*Consignes*
1. Pour chacune des affirmations suivantes, indiquez par oui ou par non si elle concorde avec le texte sur Sturges, en citant les mots qui tranchent. (a) Dans ce film, le mensonge agit comme un secret qui ronge de l’intérieur le personnage qui le porte. (b) Manny Farber considère Sturges comme l’incarnation extrême du rêve de succès américain. (c) Les couches de fake empilées dans le film révèlent une vérité cachée.
2. Extrayez du texte sur Sturges le passage qui va de « Un des films » à « parmi les mensonges. », sans y changer un mot.

*Extrait du texte*
----

Un des films les plus superficiels qui soient, où le mensonge n’est pas de l’ordre du caché, comme un secret qui rongerait de l’intérieur le personnage qui le porte (comme chez Ophüls), mais s’avère au contraire une formidable puissance affirmative et créatrice. Une énergie démentielle est déployée à empiler des couches de fake qui ne dissimulent ni ne révèlent aucune vérité. Si bien que l’opposition classique entre authenticité et fausseté est ici caduque, puisque le premier terme de l’équation n’est lui-même qu’une coquille vide, un mensonge parmi les mensonges.
Manny Farber, qui a compris son cinéma mieux que tout le monde, disait que « la meilleure façon d’appréhender Sturges est de le considérer comme l’incarnation extrême du rêve de succès américain. Sa personnalité en est la pure expression, sa carrière en donne un exemple et il le vulgarise dans ses films. Chez Sturges, l’idée du succès opère à l’état pur, entravant l’idéologie de l’ambition au point d’en faire un credo esthétique, se contestant elle-même, déconcertant la critique et introduisant comme un point de vue dans des films qui sont censés ne pas en avoir. » (trad. Matthieussent)

----

Extraits de données d’annotation par points:

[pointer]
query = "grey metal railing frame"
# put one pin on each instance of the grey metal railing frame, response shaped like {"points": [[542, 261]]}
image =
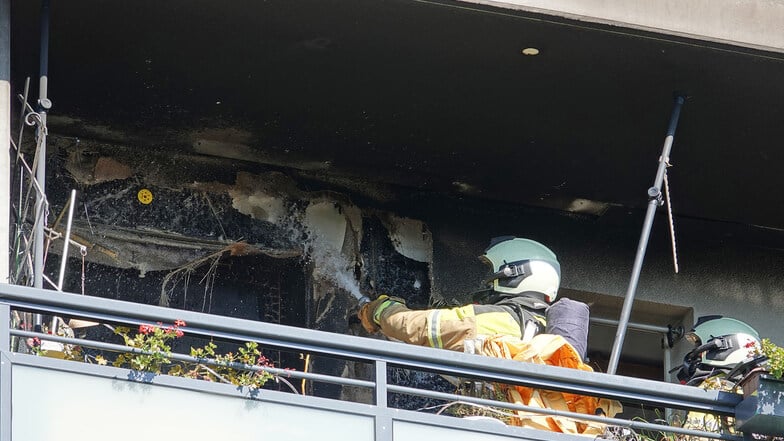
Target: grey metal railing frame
{"points": [[381, 354]]}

----

*Réponses par consigne*
1.
(a) Non : « mais s’avère au contraire une formidable puissance affirmative et créatrice ».
(b) Oui : « la meilleure façon d’appréhender Sturges est de le considérer comme l’incarnation extrême du rêve de succès américain ».
(c) Non : « qui ne dissimulent ni ne révèlent aucune vérité ».

2.
Un des films les plus superficiels qui soient, où le mensonge n’est pas de l’ordre du caché, comme un secret qui rongerait de l’intérieur le personnage qui le porte (comme chez Ophüls), mais s’avère au contraire une formidable puissance affirmative et créatrice. Une énergie démentielle est déployée à empiler des couches de fake qui ne dissimulent ni ne révèlent aucune vérité. Si bien que l’opposition classique entre authenticité et fausseté est ici caduque, puisque le premier terme de l’équation n’est lui-même qu’une coquille vide, un mensonge parmi les mensonges.